Beginning at the line that contains "Expected: one point per instance of the smiling", write out every line down to the end of the records, with both ends kept and nothing added.
******************************
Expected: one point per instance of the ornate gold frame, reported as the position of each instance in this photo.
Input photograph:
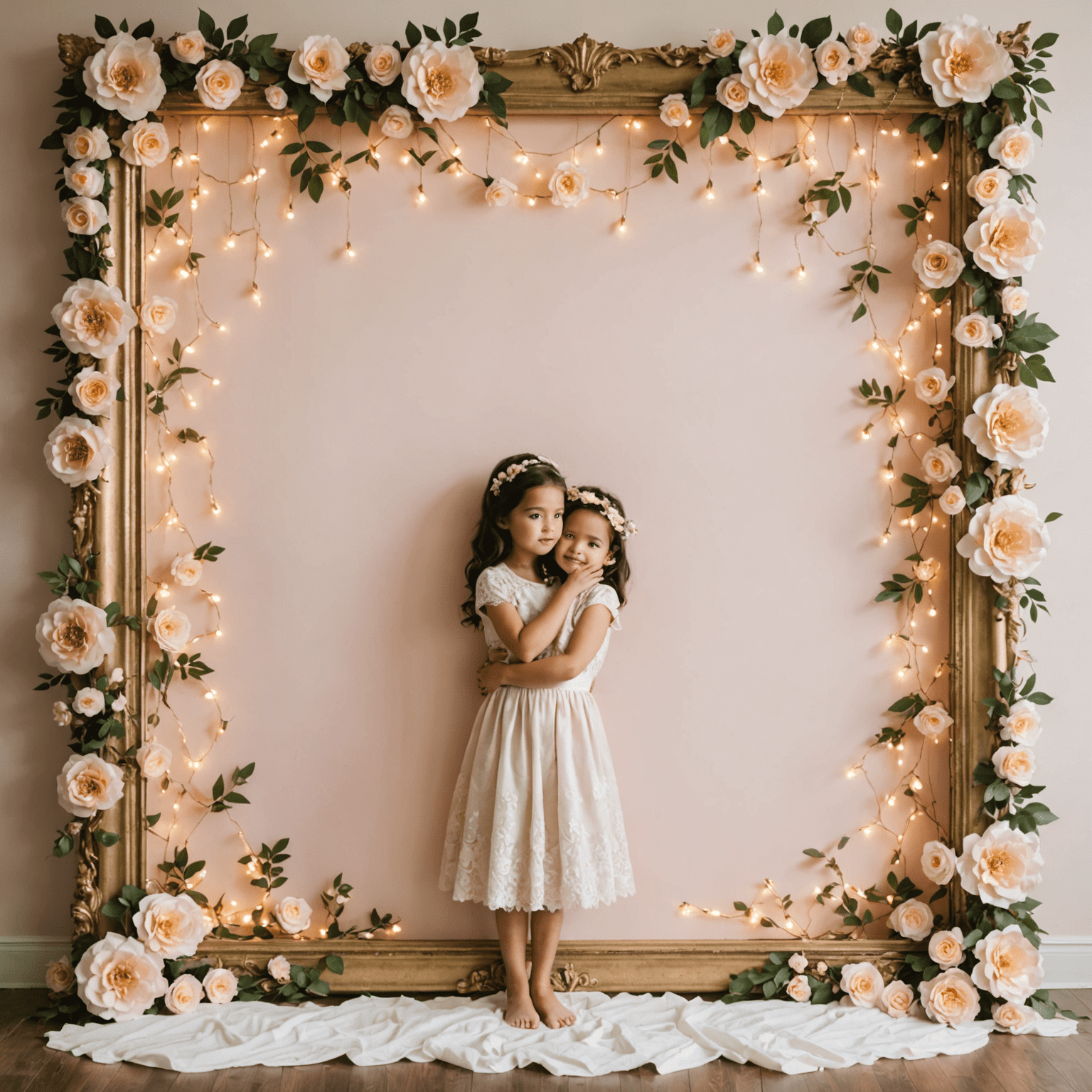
(579, 77)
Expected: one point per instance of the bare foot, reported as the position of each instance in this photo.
(550, 1010)
(520, 1012)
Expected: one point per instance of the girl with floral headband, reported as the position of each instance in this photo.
(535, 823)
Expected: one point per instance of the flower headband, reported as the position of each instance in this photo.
(515, 469)
(623, 527)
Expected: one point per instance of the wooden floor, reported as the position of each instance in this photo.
(1010, 1064)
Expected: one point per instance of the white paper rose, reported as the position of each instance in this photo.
(85, 215)
(87, 784)
(896, 1000)
(933, 721)
(154, 760)
(93, 392)
(118, 980)
(73, 636)
(961, 61)
(171, 629)
(218, 85)
(1008, 425)
(937, 264)
(382, 65)
(976, 331)
(912, 920)
(674, 112)
(778, 73)
(293, 914)
(1010, 965)
(169, 925)
(83, 181)
(397, 122)
(221, 985)
(1000, 866)
(941, 464)
(951, 998)
(938, 863)
(833, 61)
(931, 385)
(1022, 725)
(568, 185)
(1015, 764)
(146, 143)
(499, 193)
(89, 701)
(93, 318)
(186, 570)
(946, 948)
(159, 315)
(77, 451)
(90, 144)
(1006, 537)
(1015, 299)
(732, 92)
(183, 995)
(1005, 240)
(320, 63)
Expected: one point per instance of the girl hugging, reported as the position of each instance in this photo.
(535, 823)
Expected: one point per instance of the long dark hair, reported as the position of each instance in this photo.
(491, 543)
(617, 574)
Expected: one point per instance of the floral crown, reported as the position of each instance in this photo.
(623, 527)
(510, 472)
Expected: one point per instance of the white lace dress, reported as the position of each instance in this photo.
(535, 820)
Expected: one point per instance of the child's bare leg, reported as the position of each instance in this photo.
(545, 934)
(513, 929)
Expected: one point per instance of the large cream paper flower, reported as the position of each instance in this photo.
(90, 144)
(171, 629)
(1005, 240)
(946, 948)
(863, 984)
(124, 75)
(951, 998)
(118, 980)
(87, 784)
(912, 920)
(73, 636)
(1010, 425)
(146, 143)
(169, 925)
(93, 392)
(93, 318)
(961, 61)
(77, 451)
(383, 65)
(320, 61)
(1022, 725)
(183, 995)
(1006, 537)
(1010, 965)
(778, 71)
(568, 185)
(442, 82)
(938, 862)
(1002, 866)
(937, 264)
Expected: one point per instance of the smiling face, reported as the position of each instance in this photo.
(535, 523)
(586, 542)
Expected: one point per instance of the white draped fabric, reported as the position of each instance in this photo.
(611, 1034)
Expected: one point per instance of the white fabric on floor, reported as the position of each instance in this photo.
(611, 1034)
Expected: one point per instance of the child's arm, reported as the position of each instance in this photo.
(587, 640)
(527, 641)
******************************
* _WRITTEN REPLY_:
Expected: one point per instance of the smiling face, reported as the position of each instance in this photo.
(535, 523)
(586, 542)
Expected: one point per instance of the white draped fabric, reported as the position of each instance in this photo.
(611, 1034)
Expected: one point per instance of the white fabric on floor, reported as the position of each instance in this photo.
(611, 1034)
Expected: one point per instance of the child's arm, reported as the position of each instance in this photo.
(587, 640)
(527, 641)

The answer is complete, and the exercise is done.